═══ Exercise material

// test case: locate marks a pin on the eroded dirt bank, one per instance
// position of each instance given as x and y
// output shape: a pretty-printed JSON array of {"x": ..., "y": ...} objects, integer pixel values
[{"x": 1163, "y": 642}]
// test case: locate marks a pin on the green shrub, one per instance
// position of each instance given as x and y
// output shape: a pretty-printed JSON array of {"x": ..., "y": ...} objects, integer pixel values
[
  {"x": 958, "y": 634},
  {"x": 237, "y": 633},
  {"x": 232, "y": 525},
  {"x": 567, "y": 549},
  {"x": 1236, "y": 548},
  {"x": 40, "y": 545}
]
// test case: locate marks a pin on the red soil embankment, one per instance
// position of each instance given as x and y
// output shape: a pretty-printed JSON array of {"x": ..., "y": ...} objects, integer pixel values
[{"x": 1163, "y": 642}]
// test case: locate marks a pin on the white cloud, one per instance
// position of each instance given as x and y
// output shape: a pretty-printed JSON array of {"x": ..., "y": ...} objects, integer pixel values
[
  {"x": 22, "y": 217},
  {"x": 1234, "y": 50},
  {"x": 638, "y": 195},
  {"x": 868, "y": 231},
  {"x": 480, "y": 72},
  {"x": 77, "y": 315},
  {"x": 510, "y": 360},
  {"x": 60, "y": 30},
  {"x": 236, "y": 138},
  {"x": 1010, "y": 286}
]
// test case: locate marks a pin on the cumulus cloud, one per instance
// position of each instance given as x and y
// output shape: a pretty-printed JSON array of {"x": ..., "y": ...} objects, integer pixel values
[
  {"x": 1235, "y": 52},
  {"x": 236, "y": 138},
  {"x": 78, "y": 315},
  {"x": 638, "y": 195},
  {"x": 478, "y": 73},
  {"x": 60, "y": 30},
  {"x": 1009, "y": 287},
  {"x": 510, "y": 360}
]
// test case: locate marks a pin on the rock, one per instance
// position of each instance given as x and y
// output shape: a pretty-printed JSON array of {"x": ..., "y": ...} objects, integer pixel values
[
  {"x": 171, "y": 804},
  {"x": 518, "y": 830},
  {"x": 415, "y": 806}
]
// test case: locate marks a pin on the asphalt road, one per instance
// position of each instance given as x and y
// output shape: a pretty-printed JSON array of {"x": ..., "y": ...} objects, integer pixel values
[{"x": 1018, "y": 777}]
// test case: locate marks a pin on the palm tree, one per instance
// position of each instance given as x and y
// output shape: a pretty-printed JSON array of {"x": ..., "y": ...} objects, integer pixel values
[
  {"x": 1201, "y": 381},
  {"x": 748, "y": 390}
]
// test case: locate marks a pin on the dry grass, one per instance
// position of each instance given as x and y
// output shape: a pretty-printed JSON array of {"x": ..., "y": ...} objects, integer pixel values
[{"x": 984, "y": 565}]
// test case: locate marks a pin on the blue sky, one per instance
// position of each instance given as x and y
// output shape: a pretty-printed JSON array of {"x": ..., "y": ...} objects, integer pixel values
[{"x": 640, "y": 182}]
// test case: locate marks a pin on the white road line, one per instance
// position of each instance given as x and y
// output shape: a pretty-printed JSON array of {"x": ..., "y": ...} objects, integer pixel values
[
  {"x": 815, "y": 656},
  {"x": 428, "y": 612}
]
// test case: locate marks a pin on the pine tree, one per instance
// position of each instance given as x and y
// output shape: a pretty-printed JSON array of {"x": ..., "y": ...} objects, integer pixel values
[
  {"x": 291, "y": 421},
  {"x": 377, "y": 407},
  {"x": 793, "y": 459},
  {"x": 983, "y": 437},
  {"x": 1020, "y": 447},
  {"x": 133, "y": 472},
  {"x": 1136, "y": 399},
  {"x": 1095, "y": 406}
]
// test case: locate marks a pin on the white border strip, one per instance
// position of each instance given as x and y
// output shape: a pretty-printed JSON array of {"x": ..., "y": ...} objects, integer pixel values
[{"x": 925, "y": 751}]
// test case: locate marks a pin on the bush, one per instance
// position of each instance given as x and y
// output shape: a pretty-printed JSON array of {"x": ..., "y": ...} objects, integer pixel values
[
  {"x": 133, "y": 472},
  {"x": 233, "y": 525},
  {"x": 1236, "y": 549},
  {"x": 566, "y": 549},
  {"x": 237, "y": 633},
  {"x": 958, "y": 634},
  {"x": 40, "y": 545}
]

══════
═══ Exercise material

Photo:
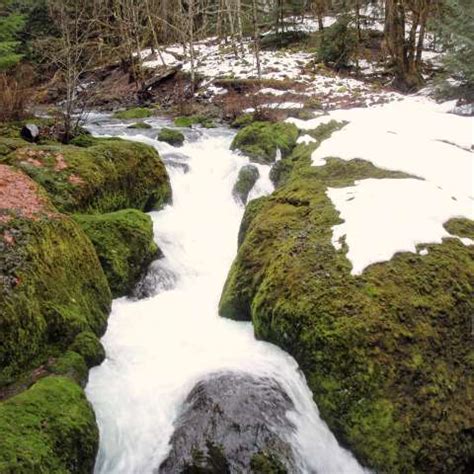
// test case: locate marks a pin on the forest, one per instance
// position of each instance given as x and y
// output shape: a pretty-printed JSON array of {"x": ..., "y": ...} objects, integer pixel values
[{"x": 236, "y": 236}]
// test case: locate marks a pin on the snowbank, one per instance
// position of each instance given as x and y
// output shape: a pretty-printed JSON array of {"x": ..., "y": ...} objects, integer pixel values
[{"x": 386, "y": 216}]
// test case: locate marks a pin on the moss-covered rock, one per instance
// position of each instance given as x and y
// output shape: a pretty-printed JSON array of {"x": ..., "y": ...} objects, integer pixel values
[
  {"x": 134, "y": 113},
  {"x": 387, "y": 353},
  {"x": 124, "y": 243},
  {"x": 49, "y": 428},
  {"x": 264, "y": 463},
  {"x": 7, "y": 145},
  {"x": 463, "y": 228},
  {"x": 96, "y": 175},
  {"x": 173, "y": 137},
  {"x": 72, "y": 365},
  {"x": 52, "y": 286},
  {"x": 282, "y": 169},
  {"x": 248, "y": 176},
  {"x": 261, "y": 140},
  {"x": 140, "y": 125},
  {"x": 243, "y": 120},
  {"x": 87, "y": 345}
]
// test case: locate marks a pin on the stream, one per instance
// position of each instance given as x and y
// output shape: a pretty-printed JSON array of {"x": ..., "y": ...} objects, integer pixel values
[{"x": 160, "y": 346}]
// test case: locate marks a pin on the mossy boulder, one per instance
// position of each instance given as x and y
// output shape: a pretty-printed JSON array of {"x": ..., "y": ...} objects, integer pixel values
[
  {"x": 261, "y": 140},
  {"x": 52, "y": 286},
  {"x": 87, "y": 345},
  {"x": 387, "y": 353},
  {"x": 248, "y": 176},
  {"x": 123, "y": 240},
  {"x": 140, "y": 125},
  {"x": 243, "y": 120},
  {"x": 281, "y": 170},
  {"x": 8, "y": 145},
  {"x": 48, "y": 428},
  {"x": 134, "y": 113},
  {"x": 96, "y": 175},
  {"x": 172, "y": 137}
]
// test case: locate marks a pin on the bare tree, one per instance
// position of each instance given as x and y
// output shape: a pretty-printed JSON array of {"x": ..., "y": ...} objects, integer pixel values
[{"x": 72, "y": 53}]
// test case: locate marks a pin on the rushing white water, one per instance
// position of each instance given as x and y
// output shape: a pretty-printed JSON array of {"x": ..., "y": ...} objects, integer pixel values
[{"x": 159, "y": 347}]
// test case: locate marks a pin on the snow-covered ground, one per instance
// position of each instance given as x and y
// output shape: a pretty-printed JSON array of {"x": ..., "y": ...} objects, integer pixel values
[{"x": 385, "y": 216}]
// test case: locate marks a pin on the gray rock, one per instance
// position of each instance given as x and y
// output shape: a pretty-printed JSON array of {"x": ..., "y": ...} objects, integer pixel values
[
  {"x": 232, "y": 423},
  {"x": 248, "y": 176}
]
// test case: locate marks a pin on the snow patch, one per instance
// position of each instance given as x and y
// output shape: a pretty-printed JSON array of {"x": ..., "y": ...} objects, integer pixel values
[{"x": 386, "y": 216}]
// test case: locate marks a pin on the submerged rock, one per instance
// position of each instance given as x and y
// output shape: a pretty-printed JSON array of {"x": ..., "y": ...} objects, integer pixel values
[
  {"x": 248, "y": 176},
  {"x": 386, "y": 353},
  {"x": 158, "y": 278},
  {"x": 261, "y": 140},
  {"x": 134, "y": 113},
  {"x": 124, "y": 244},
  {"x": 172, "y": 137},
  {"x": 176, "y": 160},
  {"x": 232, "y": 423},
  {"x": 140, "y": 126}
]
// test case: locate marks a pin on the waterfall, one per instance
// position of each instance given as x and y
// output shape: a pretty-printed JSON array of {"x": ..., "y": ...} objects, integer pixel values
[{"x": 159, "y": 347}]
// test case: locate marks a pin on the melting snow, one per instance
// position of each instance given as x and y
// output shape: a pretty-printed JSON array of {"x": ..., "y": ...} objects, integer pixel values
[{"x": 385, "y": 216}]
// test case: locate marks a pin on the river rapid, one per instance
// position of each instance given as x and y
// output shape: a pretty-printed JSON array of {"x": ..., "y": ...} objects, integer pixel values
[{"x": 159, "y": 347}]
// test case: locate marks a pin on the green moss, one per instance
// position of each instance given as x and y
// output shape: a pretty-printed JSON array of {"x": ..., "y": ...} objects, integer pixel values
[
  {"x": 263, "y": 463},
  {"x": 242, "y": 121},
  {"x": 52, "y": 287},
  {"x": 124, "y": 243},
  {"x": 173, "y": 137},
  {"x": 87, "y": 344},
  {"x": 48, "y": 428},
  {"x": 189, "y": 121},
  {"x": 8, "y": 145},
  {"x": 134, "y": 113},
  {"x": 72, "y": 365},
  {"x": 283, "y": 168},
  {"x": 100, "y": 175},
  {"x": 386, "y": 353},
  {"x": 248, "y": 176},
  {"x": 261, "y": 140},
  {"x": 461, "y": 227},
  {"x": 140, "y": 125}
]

══════
═══ Exercise material

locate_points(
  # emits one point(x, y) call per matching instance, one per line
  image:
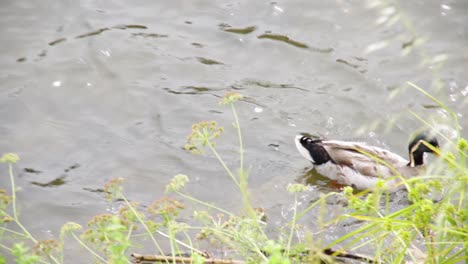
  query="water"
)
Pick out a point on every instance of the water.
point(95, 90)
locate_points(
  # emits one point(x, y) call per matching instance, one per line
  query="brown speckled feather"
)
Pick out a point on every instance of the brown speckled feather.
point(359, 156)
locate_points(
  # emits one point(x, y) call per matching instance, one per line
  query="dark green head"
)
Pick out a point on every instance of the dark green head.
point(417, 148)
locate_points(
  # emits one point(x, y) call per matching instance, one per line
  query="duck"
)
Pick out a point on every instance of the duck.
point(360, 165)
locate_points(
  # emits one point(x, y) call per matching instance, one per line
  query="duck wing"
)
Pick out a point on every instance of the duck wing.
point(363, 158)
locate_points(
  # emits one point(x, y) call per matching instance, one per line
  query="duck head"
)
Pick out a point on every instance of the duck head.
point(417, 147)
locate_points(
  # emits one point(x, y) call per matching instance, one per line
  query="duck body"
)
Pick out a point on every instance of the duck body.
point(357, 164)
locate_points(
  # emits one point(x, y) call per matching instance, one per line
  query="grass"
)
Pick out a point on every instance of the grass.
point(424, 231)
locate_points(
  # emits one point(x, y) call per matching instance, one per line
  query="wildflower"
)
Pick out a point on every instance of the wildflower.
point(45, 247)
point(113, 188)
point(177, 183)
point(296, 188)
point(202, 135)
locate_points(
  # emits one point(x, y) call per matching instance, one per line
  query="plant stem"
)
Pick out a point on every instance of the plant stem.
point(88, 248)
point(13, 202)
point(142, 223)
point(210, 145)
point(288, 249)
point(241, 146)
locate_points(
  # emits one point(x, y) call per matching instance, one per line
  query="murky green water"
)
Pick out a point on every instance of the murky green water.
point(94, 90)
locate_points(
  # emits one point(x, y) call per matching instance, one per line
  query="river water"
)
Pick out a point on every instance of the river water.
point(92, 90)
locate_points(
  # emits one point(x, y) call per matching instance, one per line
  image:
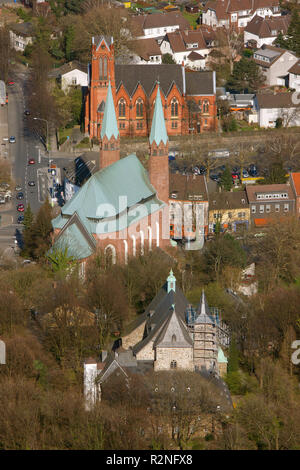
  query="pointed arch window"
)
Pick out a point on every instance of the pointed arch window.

══════

- **Directions**
Search the lines above for the string "road" and copy each line that has it.

- **Reply to the exercise**
// test case: locate marks a pin on the asphalt road, one per instance
// test case: locate marks a pin on the white road line, one per instance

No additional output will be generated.